Extracted data below:

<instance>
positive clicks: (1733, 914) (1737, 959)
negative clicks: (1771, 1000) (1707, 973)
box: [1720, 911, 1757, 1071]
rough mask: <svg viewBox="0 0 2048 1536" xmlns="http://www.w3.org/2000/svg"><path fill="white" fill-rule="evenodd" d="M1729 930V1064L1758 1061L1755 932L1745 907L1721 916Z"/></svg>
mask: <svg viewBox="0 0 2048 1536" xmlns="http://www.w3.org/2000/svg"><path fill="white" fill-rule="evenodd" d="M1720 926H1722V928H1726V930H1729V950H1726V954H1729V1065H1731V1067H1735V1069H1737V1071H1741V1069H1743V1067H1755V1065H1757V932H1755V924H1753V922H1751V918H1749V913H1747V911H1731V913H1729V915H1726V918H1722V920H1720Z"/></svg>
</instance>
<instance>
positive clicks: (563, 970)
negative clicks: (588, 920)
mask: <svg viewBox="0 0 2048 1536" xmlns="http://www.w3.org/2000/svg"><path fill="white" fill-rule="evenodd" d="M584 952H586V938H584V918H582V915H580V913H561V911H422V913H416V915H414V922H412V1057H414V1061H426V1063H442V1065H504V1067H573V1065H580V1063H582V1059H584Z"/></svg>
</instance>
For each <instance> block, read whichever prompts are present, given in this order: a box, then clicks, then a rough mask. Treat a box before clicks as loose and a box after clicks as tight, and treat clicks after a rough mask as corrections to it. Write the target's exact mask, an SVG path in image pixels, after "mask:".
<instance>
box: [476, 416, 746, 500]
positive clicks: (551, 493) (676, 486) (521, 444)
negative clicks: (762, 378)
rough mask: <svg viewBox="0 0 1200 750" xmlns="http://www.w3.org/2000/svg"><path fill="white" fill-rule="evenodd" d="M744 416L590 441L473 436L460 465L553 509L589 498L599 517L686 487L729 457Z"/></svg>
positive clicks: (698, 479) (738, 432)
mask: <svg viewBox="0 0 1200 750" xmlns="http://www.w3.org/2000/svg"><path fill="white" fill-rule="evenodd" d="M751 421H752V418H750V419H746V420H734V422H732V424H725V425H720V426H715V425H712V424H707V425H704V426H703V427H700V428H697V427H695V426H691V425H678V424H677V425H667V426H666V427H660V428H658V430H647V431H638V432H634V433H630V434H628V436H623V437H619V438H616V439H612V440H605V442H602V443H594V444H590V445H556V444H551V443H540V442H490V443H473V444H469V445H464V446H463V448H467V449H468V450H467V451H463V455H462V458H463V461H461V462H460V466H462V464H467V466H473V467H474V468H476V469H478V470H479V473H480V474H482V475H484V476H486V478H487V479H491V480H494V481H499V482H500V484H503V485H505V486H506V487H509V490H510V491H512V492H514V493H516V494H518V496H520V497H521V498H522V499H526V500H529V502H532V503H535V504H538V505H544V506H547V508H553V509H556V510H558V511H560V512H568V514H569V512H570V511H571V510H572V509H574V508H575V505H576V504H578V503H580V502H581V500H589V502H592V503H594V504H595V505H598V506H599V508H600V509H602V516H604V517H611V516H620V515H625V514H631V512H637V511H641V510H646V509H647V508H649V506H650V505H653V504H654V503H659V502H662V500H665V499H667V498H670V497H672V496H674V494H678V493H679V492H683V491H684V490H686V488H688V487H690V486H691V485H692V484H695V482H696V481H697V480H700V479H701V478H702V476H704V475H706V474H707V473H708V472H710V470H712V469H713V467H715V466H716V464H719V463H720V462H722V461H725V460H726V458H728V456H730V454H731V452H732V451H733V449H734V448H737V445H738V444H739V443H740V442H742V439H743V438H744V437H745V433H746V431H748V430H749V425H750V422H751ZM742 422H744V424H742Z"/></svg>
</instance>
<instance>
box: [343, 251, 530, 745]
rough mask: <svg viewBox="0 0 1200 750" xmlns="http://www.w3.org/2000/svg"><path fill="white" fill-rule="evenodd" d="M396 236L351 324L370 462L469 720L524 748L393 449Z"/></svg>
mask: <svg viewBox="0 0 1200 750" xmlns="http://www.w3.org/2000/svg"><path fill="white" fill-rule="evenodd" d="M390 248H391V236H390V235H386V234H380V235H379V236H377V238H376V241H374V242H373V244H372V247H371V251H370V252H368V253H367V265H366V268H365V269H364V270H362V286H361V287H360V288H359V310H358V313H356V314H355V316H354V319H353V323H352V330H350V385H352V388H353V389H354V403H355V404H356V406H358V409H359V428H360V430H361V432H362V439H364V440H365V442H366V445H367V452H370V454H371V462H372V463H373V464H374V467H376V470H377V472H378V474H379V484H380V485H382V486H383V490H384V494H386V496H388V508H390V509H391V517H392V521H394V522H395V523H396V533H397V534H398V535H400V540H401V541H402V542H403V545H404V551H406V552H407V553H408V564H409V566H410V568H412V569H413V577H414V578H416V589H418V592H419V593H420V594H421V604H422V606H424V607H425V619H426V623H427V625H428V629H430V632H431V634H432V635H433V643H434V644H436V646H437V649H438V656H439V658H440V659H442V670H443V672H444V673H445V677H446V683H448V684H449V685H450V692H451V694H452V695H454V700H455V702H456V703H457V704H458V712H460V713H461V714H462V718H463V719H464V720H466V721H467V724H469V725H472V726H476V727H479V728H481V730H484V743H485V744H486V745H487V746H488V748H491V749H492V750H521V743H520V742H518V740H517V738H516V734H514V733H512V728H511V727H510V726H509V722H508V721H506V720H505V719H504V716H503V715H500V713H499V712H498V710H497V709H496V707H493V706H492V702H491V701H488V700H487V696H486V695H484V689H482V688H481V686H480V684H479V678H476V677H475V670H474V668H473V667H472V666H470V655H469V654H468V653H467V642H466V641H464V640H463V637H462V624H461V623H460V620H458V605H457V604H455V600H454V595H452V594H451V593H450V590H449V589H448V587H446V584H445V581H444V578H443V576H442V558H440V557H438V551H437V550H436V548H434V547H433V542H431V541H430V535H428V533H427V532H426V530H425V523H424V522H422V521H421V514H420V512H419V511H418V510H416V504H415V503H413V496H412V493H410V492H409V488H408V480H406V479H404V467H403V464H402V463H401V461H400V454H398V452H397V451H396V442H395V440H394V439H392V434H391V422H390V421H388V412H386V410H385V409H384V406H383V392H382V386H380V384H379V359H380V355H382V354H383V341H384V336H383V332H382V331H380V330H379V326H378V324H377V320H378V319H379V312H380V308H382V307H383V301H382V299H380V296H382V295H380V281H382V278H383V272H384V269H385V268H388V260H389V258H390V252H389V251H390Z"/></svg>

End of Extracted data.

● Task to complete:
Output the records exactly, including every line.

● Your response:
<instance>
positive clicks: (1733, 914) (1737, 959)
negative clicks: (1771, 1000) (1707, 973)
box: [1720, 911, 1757, 1071]
rough mask: <svg viewBox="0 0 2048 1536" xmlns="http://www.w3.org/2000/svg"><path fill="white" fill-rule="evenodd" d="M1729 930V1064L1758 1061L1755 932L1745 907L1721 916Z"/></svg>
mask: <svg viewBox="0 0 2048 1536" xmlns="http://www.w3.org/2000/svg"><path fill="white" fill-rule="evenodd" d="M1720 926H1722V928H1726V930H1729V950H1726V954H1729V1065H1731V1067H1735V1069H1737V1071H1741V1069H1743V1067H1755V1065H1757V932H1755V924H1753V922H1751V918H1749V913H1747V911H1731V913H1729V915H1726V918H1722V920H1720Z"/></svg>
</instance>
<instance>
positive clicks: (563, 970)
negative clicks: (588, 920)
mask: <svg viewBox="0 0 2048 1536" xmlns="http://www.w3.org/2000/svg"><path fill="white" fill-rule="evenodd" d="M584 952H586V938H584V918H582V915H580V913H561V911H422V913H416V915H414V922H412V1057H414V1061H426V1063H442V1065H504V1067H573V1065H580V1063H582V1059H584Z"/></svg>
</instance>
For each <instance> block, read whichever prompts are present, given in this order: a box, then clicks, then a rough mask. Treat a box before clicks as loose and a box after clicks as tight, and treat clicks after a rough mask as corrections to it. Write the target's exact mask, an SVG path in image pixels, after "mask:".
<instance>
box: [476, 416, 746, 500]
positive clicks: (551, 493) (676, 486) (521, 444)
negative clicks: (762, 378)
rough mask: <svg viewBox="0 0 1200 750" xmlns="http://www.w3.org/2000/svg"><path fill="white" fill-rule="evenodd" d="M744 416L590 441L473 436L460 465L553 509L589 498L599 517L686 487L729 457Z"/></svg>
positive clicks: (698, 479) (738, 432)
mask: <svg viewBox="0 0 1200 750" xmlns="http://www.w3.org/2000/svg"><path fill="white" fill-rule="evenodd" d="M751 421H752V418H750V419H746V420H734V422H732V424H725V425H720V426H715V425H712V424H707V425H704V426H703V427H700V428H697V427H695V426H691V425H678V424H677V425H667V426H666V427H660V428H658V430H647V431H638V432H634V433H630V434H628V436H623V437H619V438H616V439H612V440H605V442H602V443H594V444H590V445H556V444H551V443H540V442H490V443H473V444H469V445H464V446H463V448H467V449H468V450H467V451H463V455H462V458H463V461H461V462H460V466H462V464H467V466H473V467H474V468H476V469H478V470H479V473H480V474H482V475H484V476H486V478H487V479H491V480H494V481H499V482H500V484H503V485H505V486H506V487H509V490H510V491H512V492H514V493H516V494H518V496H520V497H521V498H522V499H526V500H529V502H532V503H535V504H538V505H544V506H547V508H553V509H556V510H558V511H560V512H568V514H569V512H570V511H571V510H572V509H574V508H575V505H576V504H578V503H580V502H581V500H589V502H592V503H594V504H595V505H598V506H599V508H600V509H602V516H604V517H611V516H620V515H625V514H631V512H637V511H641V510H646V509H647V508H649V506H650V505H653V504H654V503H659V502H662V500H665V499H667V498H670V497H672V496H674V494H678V493H679V492H683V491H684V490H686V488H688V487H690V486H691V485H692V484H695V482H696V481H697V480H700V479H701V478H702V476H704V475H706V474H707V473H708V472H710V470H712V469H713V467H715V466H716V464H719V463H720V462H722V461H725V460H726V458H728V456H730V454H731V452H732V451H733V449H734V448H737V445H738V444H739V443H740V442H742V439H743V438H744V437H745V433H746V431H748V430H749V425H750V422H751ZM742 422H744V424H742Z"/></svg>
</instance>
<instance>
box: [343, 251, 530, 745]
rough mask: <svg viewBox="0 0 1200 750" xmlns="http://www.w3.org/2000/svg"><path fill="white" fill-rule="evenodd" d="M396 236L351 324L370 462L469 720L524 748L393 449Z"/></svg>
mask: <svg viewBox="0 0 1200 750" xmlns="http://www.w3.org/2000/svg"><path fill="white" fill-rule="evenodd" d="M390 248H391V236H390V235H386V234H380V235H379V236H377V238H376V241H374V242H373V244H372V247H371V251H370V252H368V253H367V265H366V268H365V269H364V270H362V286H361V287H360V288H359V310H358V313H356V314H355V316H354V319H353V323H352V330H350V385H352V388H353V389H354V403H355V404H356V406H358V409H359V428H360V430H361V432H362V439H364V440H365V442H366V445H367V452H370V454H371V462H372V463H373V464H374V467H376V470H377V472H378V474H379V484H380V485H382V486H383V490H384V494H386V496H388V508H390V509H391V517H392V521H394V522H395V523H396V533H397V534H398V535H400V540H401V541H402V542H403V545H404V551H406V552H407V553H408V564H409V566H410V568H412V569H413V577H414V578H416V589H418V592H419V593H420V594H421V604H422V606H424V607H425V619H426V623H427V625H428V629H430V632H431V634H432V635H433V643H434V644H436V646H437V649H438V656H439V658H440V659H442V670H443V672H444V673H445V677H446V683H448V684H449V685H450V692H451V694H452V695H454V700H455V702H456V703H457V704H458V712H460V713H461V714H462V718H463V719H464V720H466V721H467V724H469V725H472V726H476V727H479V728H481V730H484V743H485V744H486V745H487V746H488V748H491V749H492V750H521V743H520V742H518V740H517V738H516V734H514V733H512V728H511V727H510V726H509V722H508V721H506V720H505V719H504V716H503V715H500V713H499V712H498V710H497V709H496V707H493V706H492V702H491V701H488V700H487V696H486V695H484V689H482V688H481V686H480V684H479V678H476V677H475V670H474V668H473V667H472V666H470V655H469V654H468V653H467V642H466V641H464V640H463V637H462V624H461V623H460V620H458V605H457V604H455V600H454V595H452V594H451V593H450V590H449V589H448V587H446V584H445V581H444V578H443V576H442V558H440V557H438V551H437V550H436V548H434V547H433V542H431V541H430V535H428V533H427V532H426V530H425V523H424V522H422V521H421V514H420V512H419V511H418V510H416V504H415V503H413V496H412V493H410V492H409V488H408V480H406V479H404V467H403V464H402V463H401V461H400V454H398V452H397V451H396V442H395V440H394V439H392V434H391V422H390V421H388V412H386V410H385V409H384V406H383V392H382V386H380V384H379V359H380V355H382V354H383V341H384V336H383V332H382V331H380V330H379V326H378V324H377V320H378V319H379V312H380V308H382V307H383V301H382V299H380V296H382V295H380V281H382V278H383V272H384V269H385V268H388V260H389V258H390V252H389V251H390Z"/></svg>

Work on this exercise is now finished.